BRIEF 1 ->
For the forum post on scaling cuMAC to 64T64R, tell whether each statement agrees with it, giving yes or no and quoting the words of the post that decide it. (a) The 4T4R configuration failed during integration. (b) The antenna count was changed by updating a constant in examples/parameters.h. (c) NVIDIA documentation mentions successful 64T64R testMAC tests.
BRIEF 2 ->
Carry on the forum post about scaling cuMAC to 64T64R after its final sentence.

READING TEXT ->
Environment
- Software: Aerial-CUDA-Accelerated-RAN (25.03)
- Module: cuMAC (using generate_tv.py for cell/MAC scheduling HDF5 generation)
- Hardware Setup: DU (cuPHY + testMAC) – RU Emulator
- Status: Successfully validated the full 4T4R flow. Now attempting to scale to 64T64R.
Symptoms
While the 4T4R configuration works flawlessly, transitioning to 64T64R by setting --ant 64 and updating nBsAntConst = 64 in examples/parameters.h leads to the following critical failures:
Subband SINR Kernel Launch Failure (blockDim=0):
In multiCellSinrCal.cu, the launch configuration calculation leads to an invalid value for Massive MIMO:
// multiCellSinrCal.cu
nMaxUeSinrCalPerRnd = floor(1024 / (64 * 64)); // Result: 0
numThrdPerBlk = 4096 * 0; // Result: 0
This causes cuLaunchKernel to return CUDA_ERROR_INVALID_VALUE. The current implementation’s assumption (one UE per nBsAnt^2 threads within a 1024-thread limit) is architecturally incompatible with 64T64R.
Hard-coded CPU LUTs:
The MCS/Layer selection logic in the CPU path appears to be strictly tuned for 4T4R, throwing exceptions when 64 antennas are defined.
What we have checked
- Confirmed that 4T4R Test Vectors (TV) generated by generate_tv.py pass the RU-cuPHY-testMAC integration test.
- Identified that the current multiCellSinrCal kernel relies on Shared Memory and thread synchronization that cannot scale beyond 1024 threads, making 64x64 matrix inversion impossible in the current block structure.
- Noticed that NVIDIA documentation mentions successful 64T64R testMAC tests, which implies a functional TV generation path exists.

DATA SECTION ->
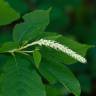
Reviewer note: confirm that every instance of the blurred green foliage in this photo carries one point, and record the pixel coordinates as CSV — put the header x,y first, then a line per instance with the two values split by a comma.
x,y
75,18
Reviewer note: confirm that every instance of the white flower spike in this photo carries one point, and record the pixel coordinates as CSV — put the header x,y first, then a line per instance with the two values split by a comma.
x,y
57,46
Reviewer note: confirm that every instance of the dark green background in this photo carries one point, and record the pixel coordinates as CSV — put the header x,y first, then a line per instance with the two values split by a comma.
x,y
74,18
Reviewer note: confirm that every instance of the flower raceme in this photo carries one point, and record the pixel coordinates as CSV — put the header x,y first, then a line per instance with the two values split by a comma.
x,y
55,45
59,47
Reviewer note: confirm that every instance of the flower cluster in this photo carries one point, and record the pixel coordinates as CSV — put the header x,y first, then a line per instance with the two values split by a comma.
x,y
57,46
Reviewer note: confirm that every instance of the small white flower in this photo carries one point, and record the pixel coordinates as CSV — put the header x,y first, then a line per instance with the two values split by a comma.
x,y
57,46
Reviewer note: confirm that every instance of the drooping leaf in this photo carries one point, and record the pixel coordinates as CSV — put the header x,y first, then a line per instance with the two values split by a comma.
x,y
62,74
34,23
21,79
7,13
37,57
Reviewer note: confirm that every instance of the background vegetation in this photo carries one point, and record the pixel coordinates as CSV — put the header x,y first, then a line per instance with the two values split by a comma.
x,y
73,18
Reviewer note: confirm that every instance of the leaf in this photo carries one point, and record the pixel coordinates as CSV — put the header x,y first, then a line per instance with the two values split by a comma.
x,y
37,57
63,75
16,4
34,23
7,14
80,49
8,46
21,79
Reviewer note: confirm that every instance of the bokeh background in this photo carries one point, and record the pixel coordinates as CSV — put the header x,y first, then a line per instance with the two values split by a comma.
x,y
73,18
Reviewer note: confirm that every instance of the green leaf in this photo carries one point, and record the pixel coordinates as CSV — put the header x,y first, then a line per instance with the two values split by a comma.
x,y
34,23
16,4
7,13
81,49
37,57
21,79
63,75
8,46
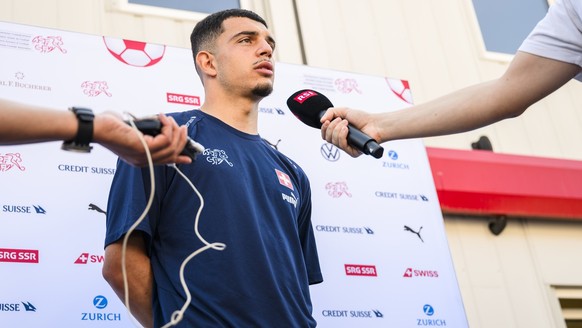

FINAL ANSWER 1 ->
(a) No: "Successfully validated the full 4T4R flow."
(b) Yes: "updating nBsAntConst = 64 in examples/parameters.h"
(c) Yes: "Noticed that NVIDIA documentation mentions successful 64T64R testMAC tests"

FINAL ANSWER 2 ->
Questions / Requests
Official 64T64R TV Generation Path: Does NVIDIA internally use the public cuMAC/generate_tv.py infrastructure to generate 64T64R H5 files? If so, is there a specific branch or a “Massive MIMO” parameter set that resolves the kernel launch and overflow issues?
Massive MIMO Reference Implementation: Is there a plan to update multiCellSinrCal to support 64x64 matrices within the Aerial-CUDA-Accelerated-RAN repository?
Recommended Workaround: For users needing 64T64R TV today, what is the supported procedure? Should we:
- Manually bypass Subband SINR calculation and use Wideband values?
- Use a different toolchain or script not included in the current public release?
- Modify the example code to utilize a multi-block or library-based inversion approach (e.g., cuBLAS/cuSOLVER)?
We are looking for guidance on how to properly generate 64T64R test vectors to continue our RU-DU integration. Any example configurations or specific documentation regarding Massive MIMO TV generation would be highly appreciated.